_Requirement:_ Filter out every line below that lacks "chain", and copy the rest.

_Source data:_
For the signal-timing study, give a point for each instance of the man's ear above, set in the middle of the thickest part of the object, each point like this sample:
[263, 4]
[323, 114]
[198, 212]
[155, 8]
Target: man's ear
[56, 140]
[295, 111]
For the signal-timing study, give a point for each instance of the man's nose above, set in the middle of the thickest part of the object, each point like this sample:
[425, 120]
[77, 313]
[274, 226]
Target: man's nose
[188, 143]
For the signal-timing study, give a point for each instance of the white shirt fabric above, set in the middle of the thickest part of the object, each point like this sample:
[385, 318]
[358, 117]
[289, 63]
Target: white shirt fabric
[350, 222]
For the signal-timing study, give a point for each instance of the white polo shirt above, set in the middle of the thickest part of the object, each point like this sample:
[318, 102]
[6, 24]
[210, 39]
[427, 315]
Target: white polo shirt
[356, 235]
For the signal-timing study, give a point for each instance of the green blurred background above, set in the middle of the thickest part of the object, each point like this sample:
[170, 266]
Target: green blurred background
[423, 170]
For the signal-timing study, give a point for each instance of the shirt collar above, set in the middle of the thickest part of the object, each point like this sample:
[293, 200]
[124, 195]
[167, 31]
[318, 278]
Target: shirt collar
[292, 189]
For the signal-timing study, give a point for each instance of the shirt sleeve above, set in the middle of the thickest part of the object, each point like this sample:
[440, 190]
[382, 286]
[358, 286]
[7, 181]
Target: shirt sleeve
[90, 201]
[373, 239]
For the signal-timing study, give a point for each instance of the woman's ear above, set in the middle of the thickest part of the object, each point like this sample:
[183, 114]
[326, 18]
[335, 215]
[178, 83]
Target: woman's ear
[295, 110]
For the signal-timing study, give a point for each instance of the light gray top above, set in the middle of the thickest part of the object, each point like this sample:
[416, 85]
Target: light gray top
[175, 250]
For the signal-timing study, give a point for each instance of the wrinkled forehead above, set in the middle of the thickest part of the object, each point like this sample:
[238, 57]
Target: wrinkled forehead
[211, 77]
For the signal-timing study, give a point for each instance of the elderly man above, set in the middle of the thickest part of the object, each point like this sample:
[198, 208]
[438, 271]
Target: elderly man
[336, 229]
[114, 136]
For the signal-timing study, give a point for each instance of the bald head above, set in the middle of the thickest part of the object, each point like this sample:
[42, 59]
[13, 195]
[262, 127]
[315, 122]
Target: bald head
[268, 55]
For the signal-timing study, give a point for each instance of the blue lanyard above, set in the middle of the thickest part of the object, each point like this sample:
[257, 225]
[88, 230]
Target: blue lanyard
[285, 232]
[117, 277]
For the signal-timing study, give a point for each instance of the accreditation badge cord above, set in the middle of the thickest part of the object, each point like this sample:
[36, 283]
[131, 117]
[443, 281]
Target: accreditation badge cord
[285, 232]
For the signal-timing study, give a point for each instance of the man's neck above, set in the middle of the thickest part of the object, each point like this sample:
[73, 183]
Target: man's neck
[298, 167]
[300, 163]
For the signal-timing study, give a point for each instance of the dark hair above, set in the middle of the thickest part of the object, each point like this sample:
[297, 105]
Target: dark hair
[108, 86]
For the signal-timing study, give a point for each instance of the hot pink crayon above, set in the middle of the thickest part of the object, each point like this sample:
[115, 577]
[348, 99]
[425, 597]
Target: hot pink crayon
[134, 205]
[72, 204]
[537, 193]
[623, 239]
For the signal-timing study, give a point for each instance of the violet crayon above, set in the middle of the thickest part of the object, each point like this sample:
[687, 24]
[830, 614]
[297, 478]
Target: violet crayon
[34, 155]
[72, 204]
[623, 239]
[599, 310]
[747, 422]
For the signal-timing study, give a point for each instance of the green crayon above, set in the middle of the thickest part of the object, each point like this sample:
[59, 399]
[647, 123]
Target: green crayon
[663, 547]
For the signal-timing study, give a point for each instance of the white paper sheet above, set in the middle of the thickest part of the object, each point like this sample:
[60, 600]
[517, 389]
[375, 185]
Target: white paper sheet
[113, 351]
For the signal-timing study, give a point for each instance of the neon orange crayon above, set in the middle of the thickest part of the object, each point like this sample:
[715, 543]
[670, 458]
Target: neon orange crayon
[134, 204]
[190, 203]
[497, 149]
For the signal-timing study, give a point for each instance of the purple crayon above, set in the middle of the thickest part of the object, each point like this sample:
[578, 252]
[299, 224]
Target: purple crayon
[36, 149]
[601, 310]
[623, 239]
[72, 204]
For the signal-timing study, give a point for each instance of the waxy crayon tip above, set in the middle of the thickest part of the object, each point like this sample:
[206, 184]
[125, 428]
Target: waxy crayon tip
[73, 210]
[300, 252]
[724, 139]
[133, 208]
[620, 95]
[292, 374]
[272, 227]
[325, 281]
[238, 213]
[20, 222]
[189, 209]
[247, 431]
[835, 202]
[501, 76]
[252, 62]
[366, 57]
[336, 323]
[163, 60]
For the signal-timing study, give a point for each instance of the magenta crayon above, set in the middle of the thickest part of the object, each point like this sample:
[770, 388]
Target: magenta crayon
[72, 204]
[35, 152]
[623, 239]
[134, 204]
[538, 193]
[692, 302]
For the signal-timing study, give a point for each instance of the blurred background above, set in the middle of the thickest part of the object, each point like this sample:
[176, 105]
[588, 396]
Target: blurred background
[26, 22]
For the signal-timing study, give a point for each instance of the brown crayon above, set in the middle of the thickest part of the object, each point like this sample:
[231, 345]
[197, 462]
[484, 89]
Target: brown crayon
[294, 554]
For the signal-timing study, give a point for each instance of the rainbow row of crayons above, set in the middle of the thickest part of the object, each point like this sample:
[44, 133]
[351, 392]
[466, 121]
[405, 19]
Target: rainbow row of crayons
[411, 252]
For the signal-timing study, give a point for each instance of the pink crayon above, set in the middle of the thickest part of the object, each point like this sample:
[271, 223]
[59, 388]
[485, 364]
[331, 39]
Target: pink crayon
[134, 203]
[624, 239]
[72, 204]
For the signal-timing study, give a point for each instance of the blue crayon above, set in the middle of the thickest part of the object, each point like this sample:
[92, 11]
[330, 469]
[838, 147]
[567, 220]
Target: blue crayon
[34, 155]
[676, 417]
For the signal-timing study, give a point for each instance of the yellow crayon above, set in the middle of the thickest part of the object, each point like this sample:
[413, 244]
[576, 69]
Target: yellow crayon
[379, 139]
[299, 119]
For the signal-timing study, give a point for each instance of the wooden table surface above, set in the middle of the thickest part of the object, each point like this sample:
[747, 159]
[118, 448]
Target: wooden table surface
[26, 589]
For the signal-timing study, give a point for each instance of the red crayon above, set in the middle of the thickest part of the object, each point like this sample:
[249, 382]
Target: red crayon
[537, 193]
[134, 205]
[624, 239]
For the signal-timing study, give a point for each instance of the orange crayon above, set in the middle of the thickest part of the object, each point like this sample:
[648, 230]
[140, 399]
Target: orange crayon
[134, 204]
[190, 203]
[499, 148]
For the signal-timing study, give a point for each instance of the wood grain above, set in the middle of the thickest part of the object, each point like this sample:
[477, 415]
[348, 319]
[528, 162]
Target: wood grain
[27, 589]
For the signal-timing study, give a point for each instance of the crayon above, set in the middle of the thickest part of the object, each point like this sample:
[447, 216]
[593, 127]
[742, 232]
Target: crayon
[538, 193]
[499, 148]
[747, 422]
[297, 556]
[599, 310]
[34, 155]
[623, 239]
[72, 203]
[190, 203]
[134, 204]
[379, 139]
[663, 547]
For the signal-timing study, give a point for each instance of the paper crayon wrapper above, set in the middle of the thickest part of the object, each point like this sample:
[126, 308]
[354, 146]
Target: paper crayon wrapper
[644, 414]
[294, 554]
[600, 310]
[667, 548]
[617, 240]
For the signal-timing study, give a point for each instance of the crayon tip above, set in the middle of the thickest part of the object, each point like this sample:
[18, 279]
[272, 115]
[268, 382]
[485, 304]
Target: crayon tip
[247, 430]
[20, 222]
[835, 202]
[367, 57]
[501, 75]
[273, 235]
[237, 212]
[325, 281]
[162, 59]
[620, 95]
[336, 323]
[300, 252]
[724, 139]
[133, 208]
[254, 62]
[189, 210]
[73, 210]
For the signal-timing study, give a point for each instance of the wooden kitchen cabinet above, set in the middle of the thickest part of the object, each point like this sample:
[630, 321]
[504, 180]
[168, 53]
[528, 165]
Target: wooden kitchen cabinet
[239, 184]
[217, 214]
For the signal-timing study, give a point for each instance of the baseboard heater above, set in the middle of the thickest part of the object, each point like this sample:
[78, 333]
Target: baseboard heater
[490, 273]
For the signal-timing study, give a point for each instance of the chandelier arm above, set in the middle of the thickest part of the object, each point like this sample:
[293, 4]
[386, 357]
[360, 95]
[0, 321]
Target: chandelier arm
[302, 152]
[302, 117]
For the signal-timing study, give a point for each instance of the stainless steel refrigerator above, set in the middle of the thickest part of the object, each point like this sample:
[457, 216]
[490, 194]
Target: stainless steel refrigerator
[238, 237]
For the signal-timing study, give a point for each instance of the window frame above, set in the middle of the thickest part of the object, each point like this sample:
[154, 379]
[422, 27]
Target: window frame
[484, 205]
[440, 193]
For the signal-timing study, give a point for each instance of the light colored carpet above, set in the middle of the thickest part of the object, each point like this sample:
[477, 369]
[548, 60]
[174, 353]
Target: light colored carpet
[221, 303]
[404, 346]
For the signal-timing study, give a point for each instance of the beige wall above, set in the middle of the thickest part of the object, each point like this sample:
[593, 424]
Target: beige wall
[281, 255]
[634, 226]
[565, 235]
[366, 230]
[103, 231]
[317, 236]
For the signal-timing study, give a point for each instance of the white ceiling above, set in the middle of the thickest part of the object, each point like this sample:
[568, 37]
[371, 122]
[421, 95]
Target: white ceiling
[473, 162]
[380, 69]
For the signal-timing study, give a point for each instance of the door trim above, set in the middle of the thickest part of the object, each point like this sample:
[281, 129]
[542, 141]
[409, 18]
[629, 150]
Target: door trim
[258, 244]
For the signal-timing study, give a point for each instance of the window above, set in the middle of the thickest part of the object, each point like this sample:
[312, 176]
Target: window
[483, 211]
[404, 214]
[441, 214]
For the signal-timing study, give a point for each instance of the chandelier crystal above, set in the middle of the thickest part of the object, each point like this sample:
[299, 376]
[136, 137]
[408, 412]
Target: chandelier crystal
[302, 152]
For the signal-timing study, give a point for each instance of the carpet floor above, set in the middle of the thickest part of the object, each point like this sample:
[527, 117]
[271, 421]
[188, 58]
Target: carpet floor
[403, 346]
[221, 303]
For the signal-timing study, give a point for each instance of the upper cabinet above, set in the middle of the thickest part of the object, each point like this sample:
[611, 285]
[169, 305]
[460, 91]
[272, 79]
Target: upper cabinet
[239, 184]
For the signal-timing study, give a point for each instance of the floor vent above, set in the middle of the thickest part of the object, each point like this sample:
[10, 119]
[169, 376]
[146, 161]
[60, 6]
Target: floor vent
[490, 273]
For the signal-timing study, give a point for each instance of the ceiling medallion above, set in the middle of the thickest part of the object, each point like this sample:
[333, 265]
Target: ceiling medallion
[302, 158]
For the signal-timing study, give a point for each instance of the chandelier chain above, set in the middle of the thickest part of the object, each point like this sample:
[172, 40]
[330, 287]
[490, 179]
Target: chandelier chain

_Problem solution:_
For the signal-timing study, give a point for each instance of the chandelier chain above, set in the middle of the thickest part of the object, each point like this sample:
Target: chandelier chain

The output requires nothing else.